# Selected passage
= = = =

The 0 th index corresponds to the element 2
The 1 th index corresponds to the element 4
The 2 th index corresponds to the element 6
The 3 th index corresponds to the element 8


In [None]:
example_list = [2,4,6,8]

for ii in range(len(example_list)):   # ii is a temp variable
    # here is what happening in the line above...
    print("The", ii,"th index corresponds to the element", example_list[ii])
    # same thing...
          # Reference list values via the list name and indices

## List comprehension

List comprehension is a powerful tool for doing concise operations on lists or even to create new lists. As we'll talk about a bit later, besides making your code more concise, using list comprehension can also make your code run more efficiently.

Let's see how we can write a for loop via list comprehension:

In [1]:
my_list = [2, 4, 6, 8]
print([item for item in my_list])       # Prints the items in the list without need for a for loop
print([item*10 for item in my_list])    # This will print each item multiplied by 10

[2, 4, 6, 8]
[20, 40, 60, 80]


And, another way to do the exact same thing, by iterating over the indices of the list:

In [None]:
my_list = [2, 4, 6, 8]
print([my_list[i] for i in range(len(my_list))])
print([my_list[i]*10 for i in range(len(my_list))])

List comprehension can be a bit trickier to understand because it's compressing the code down to the bare minimum; that's also the power of list comprehension, and why it's worth understanding it well.

= = = =

(Records from a data collection)
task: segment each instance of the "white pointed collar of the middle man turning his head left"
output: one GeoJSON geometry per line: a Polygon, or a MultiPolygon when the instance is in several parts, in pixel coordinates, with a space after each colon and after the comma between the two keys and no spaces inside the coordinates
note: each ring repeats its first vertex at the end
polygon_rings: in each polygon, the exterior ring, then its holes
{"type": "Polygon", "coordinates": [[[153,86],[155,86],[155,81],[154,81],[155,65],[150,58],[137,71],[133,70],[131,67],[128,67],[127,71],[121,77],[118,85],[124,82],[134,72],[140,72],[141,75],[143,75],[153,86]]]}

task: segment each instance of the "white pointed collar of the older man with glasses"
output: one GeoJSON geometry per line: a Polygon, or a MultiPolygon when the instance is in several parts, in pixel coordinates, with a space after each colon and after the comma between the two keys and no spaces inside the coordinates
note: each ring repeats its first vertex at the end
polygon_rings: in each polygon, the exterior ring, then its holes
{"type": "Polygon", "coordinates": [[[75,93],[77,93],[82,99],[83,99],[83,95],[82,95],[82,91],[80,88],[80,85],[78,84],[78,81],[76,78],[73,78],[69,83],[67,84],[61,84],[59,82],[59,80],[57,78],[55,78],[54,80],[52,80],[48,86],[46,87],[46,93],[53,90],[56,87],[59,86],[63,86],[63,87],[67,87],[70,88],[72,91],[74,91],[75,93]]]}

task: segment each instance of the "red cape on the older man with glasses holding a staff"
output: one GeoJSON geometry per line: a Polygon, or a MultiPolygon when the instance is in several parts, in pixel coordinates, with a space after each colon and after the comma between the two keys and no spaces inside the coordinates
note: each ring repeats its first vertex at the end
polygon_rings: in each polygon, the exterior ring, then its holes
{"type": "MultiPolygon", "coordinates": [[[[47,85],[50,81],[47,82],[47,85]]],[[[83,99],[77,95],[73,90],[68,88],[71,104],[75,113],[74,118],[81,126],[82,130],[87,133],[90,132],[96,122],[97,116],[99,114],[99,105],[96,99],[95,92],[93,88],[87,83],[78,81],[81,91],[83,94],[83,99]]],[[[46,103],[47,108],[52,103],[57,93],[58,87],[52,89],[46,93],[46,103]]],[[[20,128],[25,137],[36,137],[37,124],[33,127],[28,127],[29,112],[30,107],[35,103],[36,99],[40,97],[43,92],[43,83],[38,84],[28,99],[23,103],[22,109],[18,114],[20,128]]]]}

= = = =

# Task requirements
Copy the part of the Python list comprehension text above from "And, another way" to "print([my_list[i] for i in range(len(my_list))])", word for word.

# Output of the task
And, another way to do the exact same thing, by iterating over the indices of the list:

In [None]:
my_list = [2, 4, 6, 8]
print([my_list[i] for i in range(len(my_list))])